● INSTRUÇÃO ESCRITA 1:
Transcreva sem nenhuma alteração as linhas dos registros situadas entre a que contém "headlight. Return a box per instance." e a que contém "[447,50,595,178]", incluindo ambas.

● TEXTO FORNECIDO:
++++++++

Pensar Psicanalítico

O meu outono – Uma reflexão sobre ciclos de transformação pessoal

por Vagner Couto
Publicado em 22 de março de 2024

Vivo o influxo da força da gravidade que incide sobre os meus anos e sentimentos e, atraído por mim mesmo, recolho-me ao esforço de mais reverência ao ser que sou – eu – que aqui me centro, orbito e habito.

Vim ao mundo como uma dessas primaveras de encantos infantes, onde a vida mostra seu regozijo colorido, perfumado e multiforme ao pleno, ao farto e ao fértil, mas foi num verão mesmo que nasci – estação de luz do verbo ver – com o qual verei, vi e vejo a ação virtuosa da vida ao meu tempo, modo e lugar, pelos quais cheguei aqui: atravessei as estações da minha estrada de ferro de flor e calor, cumpri as baldeações – e cresci e amadureci.

Colho meus frutos, nessa estação das frutas forjadas ao sol e aos elementos. Faço minha a colheita que é minha mesma, e nela tem os frutos plenos de vigor e cor, maduros, saborosos e suculentos, como também tem os frutos visitados e bicados por passarinhos de infindas espécies: andorinha, sabiá, cotovia, bem-te-vi, sanhaço, rouxinol, lavadeira, canário – pois eles também têm a sua colheita, e é nossa essa colheita.

Colho meus frutos – e são eles impregnados da vitalidade das sementes que plantei, da dormência que lhes quebrei, do cuidado que lhes dediquei. E são, também, impregnados da graça divina que a tudo cobre, nutre e dá sentido – ela, sim, o húmus que determina o sal e o sabor do meu suor.

Colho meus frutos – minhas amoras e caquis, e minhas jacas e abacaxis. Colho meus frutos, meus cereais e meus ais, singulares e plurais, e colho meus risos e contentamentos.

Sinto o sol e o tempo em mim, e dispo-me das folhas secas de verdades e certezas que não são mais, que compõem o substrato composto que nutre a minha transformação, dedicando-as à vida onde estou e sou. Desta forma, também me nutro de mim mesmo, e cresço pelo que abro mão, desapego… – aceitando um novo sentir e um novo olhar, quando o que é velho e morto, o que não mais serve à minha evolução, possa de mim se desprender.

A conquista do outono já percorre o meu ser há longos anos. Cada vez mais desprovido das folhas secas do supérfluo, do efêmero e do superficial, me afirmo ante o necessário e essencial, já profundamente plantados em mim por ancestralidades ainda indecifráveis. O que é de dentro cresce e ocupa seu lugar. O que é do infinito cresce e revela seus quasares e seus pulsares. Com essa pulsação, o ritmo serena, os anseios serenam e a essência emerge com seu rastro dourado iluminando as sombras abissais que a nada permitia entender.

++++++++

● MATERIAL APRESENTADO:
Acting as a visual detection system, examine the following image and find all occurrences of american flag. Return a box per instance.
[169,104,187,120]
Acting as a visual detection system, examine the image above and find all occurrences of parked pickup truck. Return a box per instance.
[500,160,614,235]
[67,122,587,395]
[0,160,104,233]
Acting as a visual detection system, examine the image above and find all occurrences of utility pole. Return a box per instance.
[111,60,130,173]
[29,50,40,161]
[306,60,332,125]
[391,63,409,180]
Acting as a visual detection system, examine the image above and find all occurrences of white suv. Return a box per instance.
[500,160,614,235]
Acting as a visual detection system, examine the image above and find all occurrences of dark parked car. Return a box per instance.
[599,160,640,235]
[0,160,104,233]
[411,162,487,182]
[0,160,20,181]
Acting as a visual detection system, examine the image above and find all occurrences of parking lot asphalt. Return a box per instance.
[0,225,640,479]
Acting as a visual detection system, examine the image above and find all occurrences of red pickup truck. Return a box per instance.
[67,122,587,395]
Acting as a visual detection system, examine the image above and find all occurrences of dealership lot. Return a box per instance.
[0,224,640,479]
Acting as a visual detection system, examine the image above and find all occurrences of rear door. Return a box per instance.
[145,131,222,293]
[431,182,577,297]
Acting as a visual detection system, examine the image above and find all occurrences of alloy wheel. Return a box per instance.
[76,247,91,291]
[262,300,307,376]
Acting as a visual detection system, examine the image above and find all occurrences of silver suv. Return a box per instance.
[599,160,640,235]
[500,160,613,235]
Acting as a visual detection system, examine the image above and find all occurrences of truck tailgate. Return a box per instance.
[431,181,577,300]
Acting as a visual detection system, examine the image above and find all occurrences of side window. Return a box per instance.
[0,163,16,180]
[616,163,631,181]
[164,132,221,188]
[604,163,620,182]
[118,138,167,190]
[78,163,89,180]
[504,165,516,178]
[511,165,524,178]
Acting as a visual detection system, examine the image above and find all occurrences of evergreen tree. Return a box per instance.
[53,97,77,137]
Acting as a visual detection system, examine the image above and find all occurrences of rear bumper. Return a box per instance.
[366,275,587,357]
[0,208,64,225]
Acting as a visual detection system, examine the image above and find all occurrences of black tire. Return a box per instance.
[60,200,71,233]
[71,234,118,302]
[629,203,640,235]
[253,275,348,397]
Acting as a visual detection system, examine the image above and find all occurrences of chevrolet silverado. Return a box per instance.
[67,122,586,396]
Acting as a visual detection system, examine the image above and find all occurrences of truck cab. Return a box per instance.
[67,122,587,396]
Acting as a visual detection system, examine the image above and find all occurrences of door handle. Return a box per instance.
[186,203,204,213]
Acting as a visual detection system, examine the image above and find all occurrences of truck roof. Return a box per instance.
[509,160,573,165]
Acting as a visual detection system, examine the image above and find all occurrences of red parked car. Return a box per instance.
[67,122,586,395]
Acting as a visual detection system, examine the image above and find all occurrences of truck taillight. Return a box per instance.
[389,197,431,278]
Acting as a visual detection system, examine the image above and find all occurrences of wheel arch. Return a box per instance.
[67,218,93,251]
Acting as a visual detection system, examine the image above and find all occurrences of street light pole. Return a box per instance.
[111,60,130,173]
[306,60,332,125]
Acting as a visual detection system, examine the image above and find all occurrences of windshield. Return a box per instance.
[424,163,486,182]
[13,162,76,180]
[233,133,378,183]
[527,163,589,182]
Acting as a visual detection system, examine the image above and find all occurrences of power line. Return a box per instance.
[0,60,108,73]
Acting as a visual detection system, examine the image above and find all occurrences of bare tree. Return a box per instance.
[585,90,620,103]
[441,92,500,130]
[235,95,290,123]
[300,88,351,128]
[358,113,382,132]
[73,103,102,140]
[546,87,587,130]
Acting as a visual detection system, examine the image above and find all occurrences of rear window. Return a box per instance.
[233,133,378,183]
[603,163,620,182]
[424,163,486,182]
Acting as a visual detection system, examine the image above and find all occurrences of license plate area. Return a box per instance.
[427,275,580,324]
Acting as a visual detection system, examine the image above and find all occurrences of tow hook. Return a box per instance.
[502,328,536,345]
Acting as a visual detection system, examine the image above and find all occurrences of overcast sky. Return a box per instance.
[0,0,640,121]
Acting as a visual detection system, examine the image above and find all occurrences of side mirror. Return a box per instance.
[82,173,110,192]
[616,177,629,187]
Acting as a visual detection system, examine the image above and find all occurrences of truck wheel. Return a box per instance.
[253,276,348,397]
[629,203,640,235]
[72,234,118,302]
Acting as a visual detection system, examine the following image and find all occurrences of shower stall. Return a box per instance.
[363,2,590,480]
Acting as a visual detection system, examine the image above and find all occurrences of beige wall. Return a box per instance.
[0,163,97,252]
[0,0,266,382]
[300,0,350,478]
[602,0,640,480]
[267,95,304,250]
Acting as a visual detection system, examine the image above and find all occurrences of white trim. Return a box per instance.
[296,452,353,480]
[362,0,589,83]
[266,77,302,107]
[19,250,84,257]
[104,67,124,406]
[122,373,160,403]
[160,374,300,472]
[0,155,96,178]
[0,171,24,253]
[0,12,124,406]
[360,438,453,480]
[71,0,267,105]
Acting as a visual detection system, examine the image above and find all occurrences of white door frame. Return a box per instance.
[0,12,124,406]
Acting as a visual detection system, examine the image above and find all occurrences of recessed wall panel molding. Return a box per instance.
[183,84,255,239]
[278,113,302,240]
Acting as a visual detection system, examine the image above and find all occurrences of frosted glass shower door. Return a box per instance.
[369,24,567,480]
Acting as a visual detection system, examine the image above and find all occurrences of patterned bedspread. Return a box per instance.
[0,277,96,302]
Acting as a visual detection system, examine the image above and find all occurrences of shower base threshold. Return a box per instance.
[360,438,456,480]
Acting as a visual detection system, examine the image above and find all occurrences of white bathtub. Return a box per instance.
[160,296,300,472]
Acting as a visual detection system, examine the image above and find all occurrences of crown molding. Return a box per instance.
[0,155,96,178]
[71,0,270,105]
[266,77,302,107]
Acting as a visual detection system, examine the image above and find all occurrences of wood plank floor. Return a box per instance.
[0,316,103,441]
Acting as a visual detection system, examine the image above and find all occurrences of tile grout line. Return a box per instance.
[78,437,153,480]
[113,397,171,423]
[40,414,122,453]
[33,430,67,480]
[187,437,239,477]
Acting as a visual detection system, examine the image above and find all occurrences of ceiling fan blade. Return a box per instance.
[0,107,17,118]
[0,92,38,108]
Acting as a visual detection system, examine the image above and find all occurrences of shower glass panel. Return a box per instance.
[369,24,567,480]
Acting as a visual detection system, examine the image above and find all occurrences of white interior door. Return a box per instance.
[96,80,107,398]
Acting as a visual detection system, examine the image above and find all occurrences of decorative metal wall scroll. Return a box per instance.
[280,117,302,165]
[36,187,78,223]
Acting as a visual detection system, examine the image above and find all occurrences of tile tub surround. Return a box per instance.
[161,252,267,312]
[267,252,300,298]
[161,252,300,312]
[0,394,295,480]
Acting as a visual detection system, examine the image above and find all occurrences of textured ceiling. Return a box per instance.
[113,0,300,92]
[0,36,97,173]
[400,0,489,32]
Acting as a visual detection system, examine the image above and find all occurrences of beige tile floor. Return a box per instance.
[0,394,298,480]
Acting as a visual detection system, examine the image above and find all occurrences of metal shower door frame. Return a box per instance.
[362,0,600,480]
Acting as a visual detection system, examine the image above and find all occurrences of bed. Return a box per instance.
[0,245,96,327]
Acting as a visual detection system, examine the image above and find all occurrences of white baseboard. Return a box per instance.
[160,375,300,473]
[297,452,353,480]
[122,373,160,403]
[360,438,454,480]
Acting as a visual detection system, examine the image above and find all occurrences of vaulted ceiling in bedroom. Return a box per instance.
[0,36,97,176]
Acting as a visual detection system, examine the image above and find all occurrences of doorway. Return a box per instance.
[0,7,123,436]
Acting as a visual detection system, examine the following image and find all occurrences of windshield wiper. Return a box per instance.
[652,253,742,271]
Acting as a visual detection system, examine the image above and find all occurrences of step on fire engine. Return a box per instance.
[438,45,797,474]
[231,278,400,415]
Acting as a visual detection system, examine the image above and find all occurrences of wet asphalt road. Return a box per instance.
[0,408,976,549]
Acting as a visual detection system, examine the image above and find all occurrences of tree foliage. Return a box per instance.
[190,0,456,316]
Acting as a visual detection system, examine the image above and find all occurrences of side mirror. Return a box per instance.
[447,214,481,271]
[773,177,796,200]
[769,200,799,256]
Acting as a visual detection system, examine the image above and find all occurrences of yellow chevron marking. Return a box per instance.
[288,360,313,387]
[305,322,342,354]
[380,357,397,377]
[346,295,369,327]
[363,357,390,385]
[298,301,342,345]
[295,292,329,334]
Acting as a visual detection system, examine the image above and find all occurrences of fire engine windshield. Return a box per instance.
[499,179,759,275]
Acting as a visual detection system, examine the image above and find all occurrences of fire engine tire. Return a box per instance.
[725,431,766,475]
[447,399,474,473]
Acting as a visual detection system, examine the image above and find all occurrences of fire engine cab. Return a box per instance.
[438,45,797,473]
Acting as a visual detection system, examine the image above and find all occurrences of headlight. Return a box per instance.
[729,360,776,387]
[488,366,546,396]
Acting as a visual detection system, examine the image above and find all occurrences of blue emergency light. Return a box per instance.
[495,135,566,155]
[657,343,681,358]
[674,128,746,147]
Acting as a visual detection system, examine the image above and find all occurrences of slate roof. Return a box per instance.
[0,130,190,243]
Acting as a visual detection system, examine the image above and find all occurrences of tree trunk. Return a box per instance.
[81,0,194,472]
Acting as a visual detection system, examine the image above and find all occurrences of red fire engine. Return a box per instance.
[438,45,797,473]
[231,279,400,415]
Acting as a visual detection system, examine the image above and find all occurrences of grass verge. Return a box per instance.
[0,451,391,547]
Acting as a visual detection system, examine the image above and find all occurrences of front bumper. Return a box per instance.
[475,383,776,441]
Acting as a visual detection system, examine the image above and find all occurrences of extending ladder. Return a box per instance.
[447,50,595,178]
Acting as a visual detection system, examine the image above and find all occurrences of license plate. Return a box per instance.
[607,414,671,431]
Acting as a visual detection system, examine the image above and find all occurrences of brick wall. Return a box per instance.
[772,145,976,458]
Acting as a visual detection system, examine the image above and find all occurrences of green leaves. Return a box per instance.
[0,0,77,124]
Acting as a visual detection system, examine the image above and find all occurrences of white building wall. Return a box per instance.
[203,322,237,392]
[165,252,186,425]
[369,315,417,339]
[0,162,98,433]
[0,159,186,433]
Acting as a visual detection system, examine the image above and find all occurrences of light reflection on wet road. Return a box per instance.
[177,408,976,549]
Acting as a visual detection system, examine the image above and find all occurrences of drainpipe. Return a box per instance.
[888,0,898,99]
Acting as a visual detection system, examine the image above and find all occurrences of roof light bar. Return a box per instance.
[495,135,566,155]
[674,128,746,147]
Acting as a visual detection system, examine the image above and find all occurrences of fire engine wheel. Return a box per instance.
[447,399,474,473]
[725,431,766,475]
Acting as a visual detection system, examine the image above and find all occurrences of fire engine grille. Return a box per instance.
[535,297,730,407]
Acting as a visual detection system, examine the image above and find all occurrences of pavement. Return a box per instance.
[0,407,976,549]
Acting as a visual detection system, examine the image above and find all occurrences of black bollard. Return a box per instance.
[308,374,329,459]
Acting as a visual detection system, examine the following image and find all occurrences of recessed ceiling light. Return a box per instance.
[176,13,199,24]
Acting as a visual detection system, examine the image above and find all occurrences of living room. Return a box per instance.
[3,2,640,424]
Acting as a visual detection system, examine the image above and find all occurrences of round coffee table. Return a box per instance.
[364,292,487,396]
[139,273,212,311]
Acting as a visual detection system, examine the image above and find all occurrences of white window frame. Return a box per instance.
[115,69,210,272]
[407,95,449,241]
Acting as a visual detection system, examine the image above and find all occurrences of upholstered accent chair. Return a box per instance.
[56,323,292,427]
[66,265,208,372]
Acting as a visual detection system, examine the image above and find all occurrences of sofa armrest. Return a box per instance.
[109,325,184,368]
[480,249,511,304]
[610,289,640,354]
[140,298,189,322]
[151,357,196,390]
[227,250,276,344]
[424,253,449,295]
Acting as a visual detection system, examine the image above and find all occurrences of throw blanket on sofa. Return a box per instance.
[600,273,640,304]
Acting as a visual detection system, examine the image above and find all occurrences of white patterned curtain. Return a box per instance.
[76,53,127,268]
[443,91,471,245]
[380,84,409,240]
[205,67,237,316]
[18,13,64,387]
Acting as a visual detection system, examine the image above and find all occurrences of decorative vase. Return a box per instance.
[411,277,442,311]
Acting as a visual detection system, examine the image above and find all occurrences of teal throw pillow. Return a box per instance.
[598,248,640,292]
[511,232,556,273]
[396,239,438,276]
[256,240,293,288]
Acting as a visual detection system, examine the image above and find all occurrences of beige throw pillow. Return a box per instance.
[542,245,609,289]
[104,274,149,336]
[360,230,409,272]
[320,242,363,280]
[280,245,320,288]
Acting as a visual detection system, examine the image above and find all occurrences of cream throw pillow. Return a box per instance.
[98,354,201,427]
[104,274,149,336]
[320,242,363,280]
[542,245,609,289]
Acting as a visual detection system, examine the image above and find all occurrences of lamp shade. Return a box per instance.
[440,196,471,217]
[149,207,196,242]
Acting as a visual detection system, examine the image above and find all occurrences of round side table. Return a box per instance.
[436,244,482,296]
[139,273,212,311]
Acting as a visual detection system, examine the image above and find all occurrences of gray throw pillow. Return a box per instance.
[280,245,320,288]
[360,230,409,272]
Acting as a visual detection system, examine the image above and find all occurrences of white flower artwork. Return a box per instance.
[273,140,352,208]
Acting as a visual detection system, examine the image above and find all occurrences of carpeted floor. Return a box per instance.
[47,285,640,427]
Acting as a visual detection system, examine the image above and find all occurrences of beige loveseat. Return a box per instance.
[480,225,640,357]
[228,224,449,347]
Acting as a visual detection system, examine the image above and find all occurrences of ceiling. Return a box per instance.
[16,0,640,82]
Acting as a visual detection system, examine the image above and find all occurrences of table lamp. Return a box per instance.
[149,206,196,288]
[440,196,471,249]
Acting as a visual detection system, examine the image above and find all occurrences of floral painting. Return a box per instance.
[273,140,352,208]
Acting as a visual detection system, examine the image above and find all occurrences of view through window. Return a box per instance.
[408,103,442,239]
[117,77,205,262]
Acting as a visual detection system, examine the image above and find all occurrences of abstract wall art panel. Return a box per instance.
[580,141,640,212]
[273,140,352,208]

++++++++

● INSTRUÇÃO ESCRITA 2:
Segundo o texto sobre o outono, por que a colheita inclui também frutos visitados e bicados por passarinhos? Responda em até três frases.

● RESPOSTA COMPLETA 1:
Acting as a visual detection system, examine the image above and find all occurrences of headlight. Return a box per instance.
[729,360,776,387]
[488,366,546,396]
Acting as a visual detection system, examine the image above and find all occurrences of blue emergency light. Return a box per instance.
[495,135,566,155]
[657,343,681,358]
[674,128,746,147]
Acting as a visual detection system, examine the image above and find all occurrences of slate roof. Return a box per instance.
[0,130,190,243]
Acting as a visual detection system, examine the image above and find all occurrences of tree trunk. Return a box per instance.
[81,0,194,472]
Acting as a visual detection system, examine the image above and find all occurrences of red fire engine. Return a box per instance.
[438,45,797,473]
[231,279,400,415]
Acting as a visual detection system, examine the image above and find all occurrences of grass verge. Return a box per instance.
[0,451,391,547]
Acting as a visual detection system, examine the image above and find all occurrences of front bumper. Return a box per instance.
[475,383,776,441]
Acting as a visual detection system, examine the image above and find all occurrences of extending ladder. Return a box per instance.
[447,50,595,178]

● RESPOSTA COMPLETA 2:
A colheita inclui esses frutos porque os passarinhos também têm a sua colheita. Por isso, o texto afirma que essa colheita é "nossa", compartilhada entre quem colhe e as aves.